» **Problem to work on**
Please repeat the lines below, exactly and only, from the one that holds "target | green jersey sleeve" through the one that holds "target | black sock".

[Point-per-instance localization data]
%%

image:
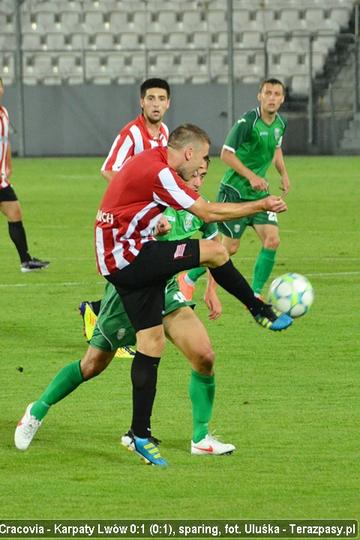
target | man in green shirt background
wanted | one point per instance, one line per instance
(252, 145)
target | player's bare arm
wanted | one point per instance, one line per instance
(8, 162)
(230, 158)
(211, 212)
(281, 168)
(108, 175)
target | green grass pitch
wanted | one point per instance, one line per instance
(289, 401)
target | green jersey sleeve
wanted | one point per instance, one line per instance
(240, 132)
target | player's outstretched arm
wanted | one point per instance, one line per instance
(108, 175)
(211, 212)
(281, 168)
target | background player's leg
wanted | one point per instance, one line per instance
(269, 236)
(12, 211)
(188, 334)
(64, 382)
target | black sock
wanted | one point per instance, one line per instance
(143, 378)
(18, 236)
(233, 282)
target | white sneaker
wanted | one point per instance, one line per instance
(211, 446)
(26, 429)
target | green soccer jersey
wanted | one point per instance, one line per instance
(254, 143)
(184, 225)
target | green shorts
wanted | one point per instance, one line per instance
(236, 227)
(113, 328)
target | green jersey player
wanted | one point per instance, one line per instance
(113, 330)
(252, 145)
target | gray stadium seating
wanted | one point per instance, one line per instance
(109, 40)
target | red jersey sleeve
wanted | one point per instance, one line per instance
(122, 148)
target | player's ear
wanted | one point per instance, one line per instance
(188, 152)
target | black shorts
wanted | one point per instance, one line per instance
(141, 285)
(7, 194)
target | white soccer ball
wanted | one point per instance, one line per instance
(292, 294)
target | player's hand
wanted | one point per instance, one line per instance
(258, 183)
(213, 303)
(162, 227)
(285, 185)
(274, 204)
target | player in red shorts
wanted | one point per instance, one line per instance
(9, 204)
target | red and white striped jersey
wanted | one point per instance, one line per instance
(4, 145)
(133, 139)
(131, 206)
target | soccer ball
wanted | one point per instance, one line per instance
(292, 294)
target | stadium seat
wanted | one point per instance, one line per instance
(7, 68)
(54, 41)
(154, 40)
(31, 41)
(70, 21)
(341, 15)
(199, 40)
(96, 68)
(41, 68)
(137, 65)
(291, 19)
(193, 66)
(7, 42)
(180, 40)
(71, 69)
(119, 22)
(299, 85)
(138, 21)
(94, 21)
(324, 42)
(251, 39)
(216, 21)
(316, 19)
(101, 41)
(218, 66)
(166, 65)
(162, 22)
(193, 21)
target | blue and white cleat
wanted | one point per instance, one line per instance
(273, 320)
(149, 452)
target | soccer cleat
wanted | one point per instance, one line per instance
(26, 429)
(149, 452)
(128, 441)
(186, 289)
(33, 264)
(89, 319)
(210, 446)
(272, 319)
(125, 352)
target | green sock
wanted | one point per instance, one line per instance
(64, 382)
(195, 273)
(263, 268)
(202, 393)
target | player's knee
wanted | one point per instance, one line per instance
(220, 254)
(205, 361)
(93, 363)
(272, 242)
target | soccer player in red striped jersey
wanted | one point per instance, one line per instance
(138, 266)
(145, 132)
(9, 204)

%%

» **The answer**
target | green jersey sleeve
wanted | one point per instance, one line per instance
(240, 132)
target | player's outstretched arm
wanted | one point per instance, one line per instance
(108, 175)
(211, 212)
(281, 168)
target | background player's leg
wanted | one point per instance, one line per instance
(269, 236)
(12, 211)
(188, 334)
(64, 382)
target | black sock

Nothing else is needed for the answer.